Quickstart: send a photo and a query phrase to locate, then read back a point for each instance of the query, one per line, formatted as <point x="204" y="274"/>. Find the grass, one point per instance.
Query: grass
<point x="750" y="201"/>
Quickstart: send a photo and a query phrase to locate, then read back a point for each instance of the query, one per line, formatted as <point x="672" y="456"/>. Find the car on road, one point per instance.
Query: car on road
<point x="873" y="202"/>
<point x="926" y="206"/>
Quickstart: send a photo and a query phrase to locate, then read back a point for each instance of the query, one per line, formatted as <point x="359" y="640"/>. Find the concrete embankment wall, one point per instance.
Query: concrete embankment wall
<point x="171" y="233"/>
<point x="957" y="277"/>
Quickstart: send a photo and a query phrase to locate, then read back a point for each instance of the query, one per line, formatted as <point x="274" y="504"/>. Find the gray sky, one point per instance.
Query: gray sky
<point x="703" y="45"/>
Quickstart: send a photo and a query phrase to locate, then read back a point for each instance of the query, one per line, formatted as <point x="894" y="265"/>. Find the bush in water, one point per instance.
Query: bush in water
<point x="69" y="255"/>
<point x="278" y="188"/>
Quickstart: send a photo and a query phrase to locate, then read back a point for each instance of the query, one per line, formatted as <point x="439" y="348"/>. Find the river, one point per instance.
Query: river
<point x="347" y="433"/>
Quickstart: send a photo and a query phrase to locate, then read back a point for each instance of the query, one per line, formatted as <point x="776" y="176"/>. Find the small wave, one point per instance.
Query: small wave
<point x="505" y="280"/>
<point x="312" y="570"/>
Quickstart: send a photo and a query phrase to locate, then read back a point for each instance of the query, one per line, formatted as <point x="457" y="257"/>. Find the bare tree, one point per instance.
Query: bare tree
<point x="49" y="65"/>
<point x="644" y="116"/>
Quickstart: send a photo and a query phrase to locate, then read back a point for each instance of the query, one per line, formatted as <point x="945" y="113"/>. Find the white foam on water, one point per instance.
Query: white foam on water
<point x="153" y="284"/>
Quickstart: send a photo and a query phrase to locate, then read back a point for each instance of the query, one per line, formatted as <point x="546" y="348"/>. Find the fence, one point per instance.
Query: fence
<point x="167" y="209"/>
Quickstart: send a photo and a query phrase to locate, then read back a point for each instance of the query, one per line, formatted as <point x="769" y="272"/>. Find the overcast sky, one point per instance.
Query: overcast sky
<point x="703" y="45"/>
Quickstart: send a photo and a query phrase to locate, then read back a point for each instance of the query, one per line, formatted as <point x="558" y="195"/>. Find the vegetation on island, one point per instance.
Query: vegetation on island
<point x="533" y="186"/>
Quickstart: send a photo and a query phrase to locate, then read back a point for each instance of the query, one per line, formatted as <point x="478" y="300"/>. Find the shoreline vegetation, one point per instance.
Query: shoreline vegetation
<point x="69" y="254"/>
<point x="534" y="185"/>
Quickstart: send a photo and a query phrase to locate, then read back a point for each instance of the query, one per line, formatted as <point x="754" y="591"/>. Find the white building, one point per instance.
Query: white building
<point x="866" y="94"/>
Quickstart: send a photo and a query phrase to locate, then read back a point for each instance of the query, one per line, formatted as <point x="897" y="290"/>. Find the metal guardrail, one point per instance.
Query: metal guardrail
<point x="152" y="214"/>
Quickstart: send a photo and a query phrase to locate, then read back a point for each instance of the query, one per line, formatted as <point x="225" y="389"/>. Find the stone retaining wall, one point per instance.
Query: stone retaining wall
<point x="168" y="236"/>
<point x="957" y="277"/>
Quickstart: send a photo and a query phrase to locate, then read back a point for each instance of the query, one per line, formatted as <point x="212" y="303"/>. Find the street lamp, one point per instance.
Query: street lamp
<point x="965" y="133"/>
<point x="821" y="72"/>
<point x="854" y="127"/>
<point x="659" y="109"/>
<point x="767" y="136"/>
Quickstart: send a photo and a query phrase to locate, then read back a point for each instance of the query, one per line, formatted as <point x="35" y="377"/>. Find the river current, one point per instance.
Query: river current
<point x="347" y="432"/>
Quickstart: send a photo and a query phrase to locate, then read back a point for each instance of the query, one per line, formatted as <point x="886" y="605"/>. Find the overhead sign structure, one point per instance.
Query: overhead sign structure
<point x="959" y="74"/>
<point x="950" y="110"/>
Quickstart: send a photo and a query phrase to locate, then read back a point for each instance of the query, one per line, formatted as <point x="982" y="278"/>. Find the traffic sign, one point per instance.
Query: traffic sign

Directions for this task: Retype the records above exactly.

Solution to the exercise:
Quickstart: send a photo and a query phrase to locate, then read back a point for each instance of the query, one per line, formatted as <point x="204" y="274"/>. Find the grass, one point per instance.
Query: grass
<point x="750" y="201"/>
Quickstart: send a photo and a query phrase to locate, then read back a point for each instance of the query, one per line, formatted as <point x="672" y="456"/>. Find the car on road, one point per instance.
Query: car on road
<point x="873" y="202"/>
<point x="926" y="206"/>
Quickstart: send a photo and a query phrase to locate, then read back a point for each instance of the query, one per line, formatted as <point x="359" y="640"/>. Find the concrete embankment wall, one point per instance.
Query: concrete embankment wall
<point x="171" y="233"/>
<point x="957" y="277"/>
Quickstart: send a photo and a query phrase to locate, then read back a point for each instance of the query, one per line, formatted as <point x="274" y="504"/>. Find the gray sky, one point per instance.
Query: gray sky
<point x="703" y="45"/>
Quickstart: send a photo and a query phrase to locate, then read back a point for each instance of the query, one per line, formatted as <point x="894" y="265"/>. Find the bush in water, one point per instance.
Query: bush in water
<point x="69" y="255"/>
<point x="278" y="188"/>
Quickstart: send a photo and a query phrase to locate, then read back a point for each instance of the query, one per line, formatted as <point x="439" y="348"/>. Find the river, one point per instance.
Query: river
<point x="347" y="433"/>
Quickstart: send a photo and a query phrase to locate, then read back a point for each instance of the query, one per line, formatted as <point x="776" y="176"/>. Find the small wave, one point per instance.
Query: small wave
<point x="505" y="280"/>
<point x="312" y="570"/>
Quickstart: send a photo and a query phrase to locate, then read back a point for each instance of the query, one per line, formatted as <point x="457" y="257"/>. Find the bare tree, one point per instance.
Query: bare tree
<point x="49" y="65"/>
<point x="644" y="116"/>
Quickstart: send a photo and a query phrase to locate, then read back a point for each instance of the query, one per line, formatted as <point x="945" y="113"/>. Find the white foam on water, one point per instance.
Query: white foam on water
<point x="153" y="284"/>
Quickstart: send a photo and a query phrase to locate, then read back a point for each instance of the query, one per line, formatted as <point x="546" y="348"/>. Find the fence, one point per instance.
Query: fence
<point x="167" y="209"/>
Quickstart: send a photo and a query phrase to locate, then read back a point for each instance of the query, one per line, formatted as <point x="769" y="272"/>. Find the overcast sky, one point per instance.
Query: overcast sky
<point x="703" y="45"/>
Quickstart: send a photo and a query phrase to locate, then read back a point for each instance of the query, one per line, formatted as <point x="558" y="195"/>. Find the vegetation on island, one point per instance.
Query: vegetation on island
<point x="533" y="186"/>
Quickstart: send a photo and a query phrase to locate, then read back a point for each instance of the query, one per line, formatted as <point x="478" y="300"/>. Find the shoreline vegetation, one point per instance.
Query: shoreline vegetation
<point x="69" y="254"/>
<point x="534" y="185"/>
Quickstart: send a photo and a query phrase to locate, then read back a point for each instance of the query, one per line, formatted as <point x="754" y="591"/>. Find the white building, one point per instance.
Query: white building
<point x="866" y="94"/>
Quickstart: send a photo and a query phrase to locate, then read back a point for each instance of the query, one per line, formatted as <point x="897" y="290"/>. Find the metal guardrail, one point per instance.
Query: metal guardrail
<point x="152" y="214"/>
Quickstart: send a photo and a query phrase to locate, then read back a point for each instance of the query, one per line, formatted as <point x="225" y="389"/>. Find the stone retaining wall, one point per instance.
Query: stone retaining wall
<point x="168" y="236"/>
<point x="957" y="277"/>
Quickstart: send a photo and a query phrase to locate, then read back a point for each instance of the query, one per line, formatted as <point x="212" y="303"/>. Find the street lamp, one point per instance.
Query: street lamp
<point x="965" y="133"/>
<point x="821" y="72"/>
<point x="854" y="127"/>
<point x="659" y="109"/>
<point x="767" y="136"/>
Quickstart: send a photo and a query phrase to locate, then read back a point for each instance of the query, one per line, formatted as <point x="35" y="377"/>. Find the river current, one point per instance.
Query: river current
<point x="347" y="432"/>
Quickstart: send a photo and a query phrase to locate, then read back a point for each instance of the query, one per line, formatted as <point x="886" y="605"/>. Find the overhead sign structure, one point per instance.
Query: overhead sign structure
<point x="959" y="74"/>
<point x="950" y="110"/>
Quickstart: send a photo and a query phrase to locate, then read back a point for each instance of the query, one per line, formatted as <point x="982" y="278"/>. Find the traffic sign, one point per instance.
Query: traffic sign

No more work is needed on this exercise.